* PASSAGE
GC vs. self-managing subs: A general contractor handles scheduling, subcontractor coordination, and quality control in exchange for 15-25% of the total rehab cost. Self-managing subs reduces cost but adds significant time and requires you to coordinate electricians, plumbers, framers, and finish crews simultaneously. For a first flip, a GC reduces risk even at the cost of margin.

Weekly check-ins are the minimum standard. Photo-document every stage: pre-demo, rough-in, rough inspection, and finish. This documentation protects you in disputes, helps with insurance claims, and builds the project record that future appraisers and buyers will want.

Track every expense from day one in a dedicated project ledger. Budget creep is how $40,000 rehabs become $52,000 rehabs. The only way to catch it early is to log every payment as it happens.


Step 7: Sell or Keep It

When the renovation is complete, you have two options: sell at retail value or evaluate whether the property is worth keeping as a rental.

Selling: Hire a local agent who sells in that specific neighborhood. The commission (typically 5-6%) is almost always worth it. Agents with neighborhood expertise price more accurately, market to qualified buyers, and negotiate better than most first-time FSBO sellers. Price at or slightly below the top comparable, not at your cost basis. Buyers do not know or care what you paid.

The BRRRR alternative: If the property cash flows after a refinance, consider the BRRRR strategy instead of selling. You do a cash-out refinance at the post-renovation value, pull out most of your capital, and hold the property as a rental. The rent covers the mortgage and expenses. You keep the asset without tying up capital long-term. Before going this route, calculate your cap rate on the post-refi numbers to confirm the deal works as a hold.

Tax note: Flip profit on a property held under twelve months is taxed as ordinary income, not at the long-term capital gains rate. On a $44,000 profit, the difference between a 22% marginal rate and a 15% capital gains rate is roughly $3,000. If you are near the twelve-month threshold, the tax math may favor holding until the one-year mark before selling.


Frequently Asked Questions

How much money do you need to flip a house?

Most first-time flippers need $30,000 to $60,000 in liquid capital minimum, enough to cover a hard money down payment (typically 20-35% of purchase price), the rehab budget contingency that falls outside the hard money draw schedule, and six months of holding costs. Markets with lower purchase prices allow lower entry. Undercapitalization is the most common cause of failed flips; running out of money mid-rehab is far more costly than not starting.

* WORK TO COMPLETE
Please state the commission rate that the house-flipping passage gives as typical for a local agent.

* GIVEN INFORMATION
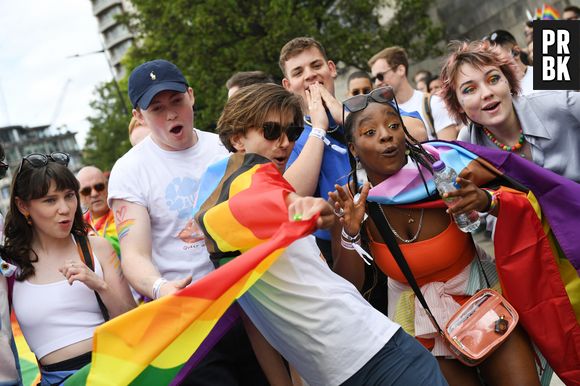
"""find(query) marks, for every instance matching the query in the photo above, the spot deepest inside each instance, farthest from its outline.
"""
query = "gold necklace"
(406, 241)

* EXERCISE RESPONSE
Typically 5-6%.